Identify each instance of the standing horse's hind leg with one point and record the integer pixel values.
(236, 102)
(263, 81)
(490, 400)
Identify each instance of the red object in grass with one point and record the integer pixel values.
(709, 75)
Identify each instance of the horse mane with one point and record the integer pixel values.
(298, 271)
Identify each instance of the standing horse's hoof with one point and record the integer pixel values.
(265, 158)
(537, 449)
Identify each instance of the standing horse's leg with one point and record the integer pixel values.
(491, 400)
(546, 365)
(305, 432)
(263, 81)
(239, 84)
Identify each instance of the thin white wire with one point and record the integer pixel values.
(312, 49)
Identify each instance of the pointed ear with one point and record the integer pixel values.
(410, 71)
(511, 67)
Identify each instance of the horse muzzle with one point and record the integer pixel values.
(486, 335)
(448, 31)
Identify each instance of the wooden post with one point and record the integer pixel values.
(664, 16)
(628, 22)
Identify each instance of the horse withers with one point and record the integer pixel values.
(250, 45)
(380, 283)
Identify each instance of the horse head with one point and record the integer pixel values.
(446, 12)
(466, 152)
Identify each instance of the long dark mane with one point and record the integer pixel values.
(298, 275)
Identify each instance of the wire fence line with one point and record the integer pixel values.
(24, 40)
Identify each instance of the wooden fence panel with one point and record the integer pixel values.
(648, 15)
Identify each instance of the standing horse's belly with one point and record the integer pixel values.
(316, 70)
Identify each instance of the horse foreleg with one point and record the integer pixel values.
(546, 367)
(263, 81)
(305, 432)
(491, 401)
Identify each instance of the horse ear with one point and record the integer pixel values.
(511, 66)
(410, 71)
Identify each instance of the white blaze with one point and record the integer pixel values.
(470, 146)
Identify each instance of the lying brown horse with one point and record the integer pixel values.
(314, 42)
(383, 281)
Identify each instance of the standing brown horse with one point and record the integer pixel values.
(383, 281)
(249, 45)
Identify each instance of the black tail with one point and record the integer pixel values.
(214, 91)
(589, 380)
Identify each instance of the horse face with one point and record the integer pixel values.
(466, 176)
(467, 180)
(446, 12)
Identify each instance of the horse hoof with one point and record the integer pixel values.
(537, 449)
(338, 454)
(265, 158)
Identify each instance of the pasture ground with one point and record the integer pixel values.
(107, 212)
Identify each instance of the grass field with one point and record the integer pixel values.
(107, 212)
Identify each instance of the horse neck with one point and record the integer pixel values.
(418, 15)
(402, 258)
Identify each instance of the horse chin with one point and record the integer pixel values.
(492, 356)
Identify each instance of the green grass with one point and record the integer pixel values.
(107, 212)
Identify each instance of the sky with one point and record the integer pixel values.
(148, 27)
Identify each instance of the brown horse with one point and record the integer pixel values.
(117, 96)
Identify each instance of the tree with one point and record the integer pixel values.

## OBJECTIVE
Write out the material exactly as given.

## EXERCISE SOLUTION
Identify each instance of the standing horse's hind leg with one point and record the integer pixel values.
(236, 102)
(263, 81)
(490, 400)
Identify each instance of the red object in grass with one point and record the integer pixel values.
(709, 75)
Identify each instance of the horse mane with one point and record the integer pixel values.
(298, 271)
Identify each instance of the standing horse's hoof with one point and record the integer pixel values.
(265, 158)
(537, 449)
Identify each instance of the standing horse's leg with one point and record the integer pixel values.
(491, 400)
(546, 365)
(305, 432)
(263, 81)
(239, 84)
Identify each instance of the thin white wire with one point and record the integer pixel values.
(312, 49)
Identify each instance of the pointed ear with one point and record the integer pixel values.
(410, 71)
(511, 67)
Identify each instance of the horse muzzle with one point and record the integer pixel values.
(486, 335)
(448, 31)
Identify each instance of the wooden post with one point and record the integer pixel values.
(664, 16)
(628, 22)
Identify each instance of the horse withers with one point and record the integer pixel values.
(250, 45)
(380, 283)
Identify each instance of the horse head with one point and record the integer pixel values.
(446, 12)
(466, 152)
Identify each instance of the long dark mane with one point and record the integer pixel values.
(298, 275)
Identify each instance of the wire fence line with one point and record the integer pixel values.
(24, 40)
Identify each instance of the wooden fence panel with one point and record the integer pixel values.
(648, 15)
Identify each instance of the standing horse's belly with one point and record the integer pixel values.
(316, 70)
Identify each instance of the horse foreleg with one point and record the integer pixel values.
(546, 367)
(263, 81)
(305, 432)
(491, 401)
Identify each instance of the horse ear with one point and record the integer pixel values.
(511, 66)
(410, 71)
Identify each instance of the white blaze with one point and record the integer pixel values.
(470, 146)
Identify each instance of the lying brown horse with one point and record the integer pixel values.
(314, 42)
(383, 281)
Identify each instance of the standing brown horse with one point and record the integer pixel values.
(383, 281)
(249, 45)
Identify each instance of the black tail with one point and record the integer pixel values.
(214, 91)
(589, 380)
Identify each instance of the horse face with one point and record the integer pixel values.
(466, 176)
(467, 180)
(446, 12)
Identify each instance of the horse hoof with one point and record the integer pixel values.
(537, 449)
(338, 454)
(265, 158)
Identify each instance of the pasture ground with one point and record the integer pixel values.
(107, 212)
Identify each instance of the grass field with one point and record the integer pixel values.
(107, 212)
Identify each instance of the horse neck with one point and record the integer pixel values.
(418, 15)
(402, 258)
Identify each instance of the horse chin with one point and record the integer pixel values.
(492, 356)
Identify each instance of the green grass with one point and record the integer pixel values.
(107, 212)
Identify each instance of the sky with one point and record the integer pixel values.
(148, 27)
Identify each instance of the brown horse with one point and record the integer pixel values.
(117, 96)
Identify each instance of the tree with one point and record the integer pixel values.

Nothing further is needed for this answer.